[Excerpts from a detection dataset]
⟨

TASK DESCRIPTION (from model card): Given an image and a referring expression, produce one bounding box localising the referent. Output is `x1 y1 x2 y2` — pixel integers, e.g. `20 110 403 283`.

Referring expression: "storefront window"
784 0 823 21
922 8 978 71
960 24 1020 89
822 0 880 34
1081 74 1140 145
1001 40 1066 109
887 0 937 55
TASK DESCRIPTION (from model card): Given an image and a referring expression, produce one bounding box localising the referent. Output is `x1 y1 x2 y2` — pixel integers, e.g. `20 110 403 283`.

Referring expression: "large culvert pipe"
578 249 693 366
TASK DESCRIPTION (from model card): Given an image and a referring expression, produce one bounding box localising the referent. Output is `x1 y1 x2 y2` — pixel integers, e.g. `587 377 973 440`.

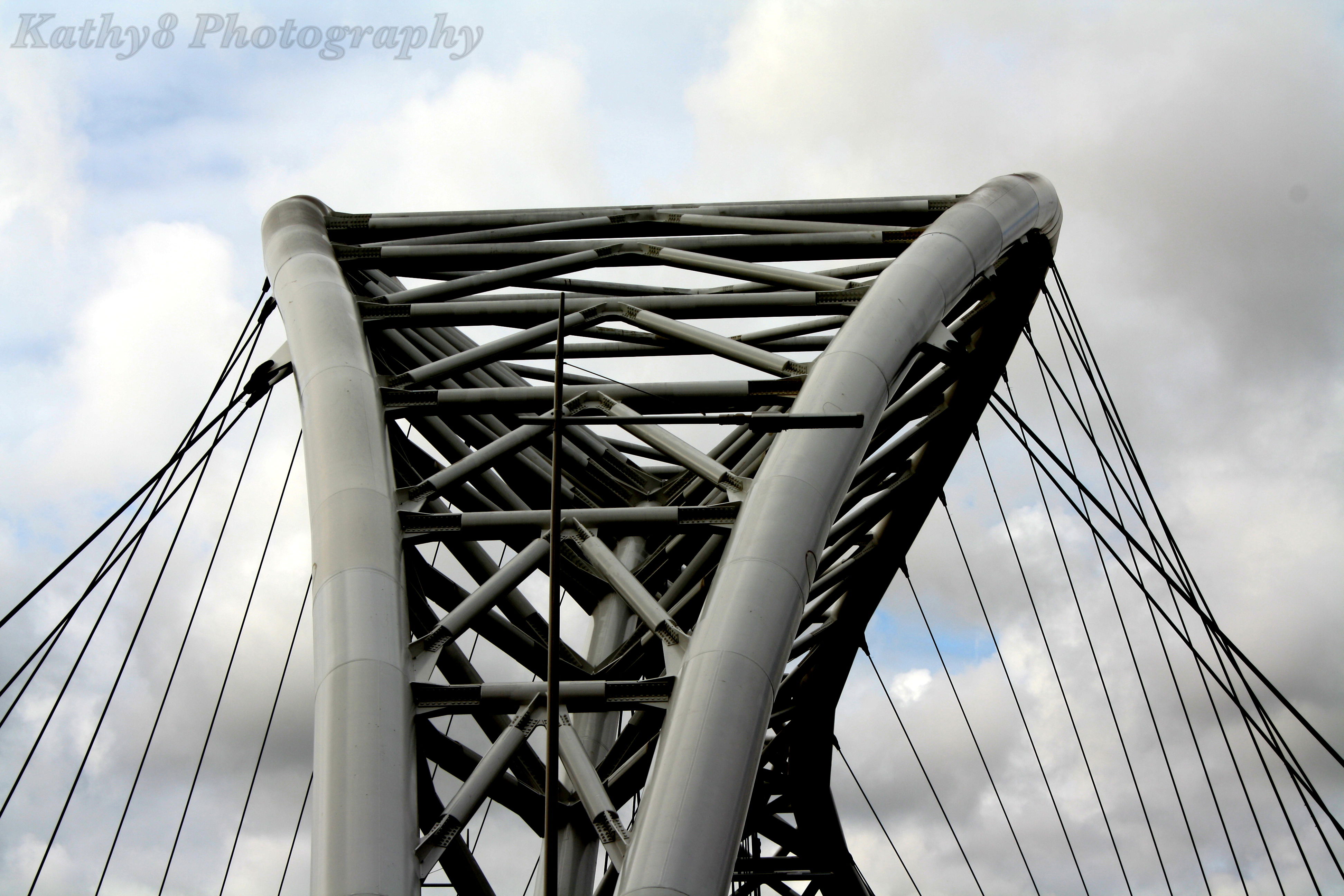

⟩

Work required | Format every line of the data above as a numbered list, skipping blank lines and leaving out the pictures.

Solution for this problem |
1. TASK DESCRIPTION (from model card): Given an image and a referring expression, produce one bounding box localising the referent. Output is `x1 y1 x2 y2` — pixel integers, e.g. `20 110 403 283`.
2. Referring expression: "storefront window"
3. 784 0 823 21
4. 922 8 978 71
5. 960 24 1020 89
6. 822 0 880 34
7. 1081 74 1140 145
8. 1001 40 1066 109
9. 887 0 937 55
10. TASK DESCRIPTION (from model card): Given an image and a referring expression, produce one bounding box localising the referent. Output is `x1 y1 x2 y2` — pixel integers, e.g. `20 110 403 283`.
11. Referring expression: "large culvert pipe"
12. 578 249 693 366
13. TASK DESCRIPTION (from model card): Given an image and a referring expression, produce one bounding box localising the referent. Output is `x1 y1 x2 y2` — pixel integers, e.g. `587 377 973 440`.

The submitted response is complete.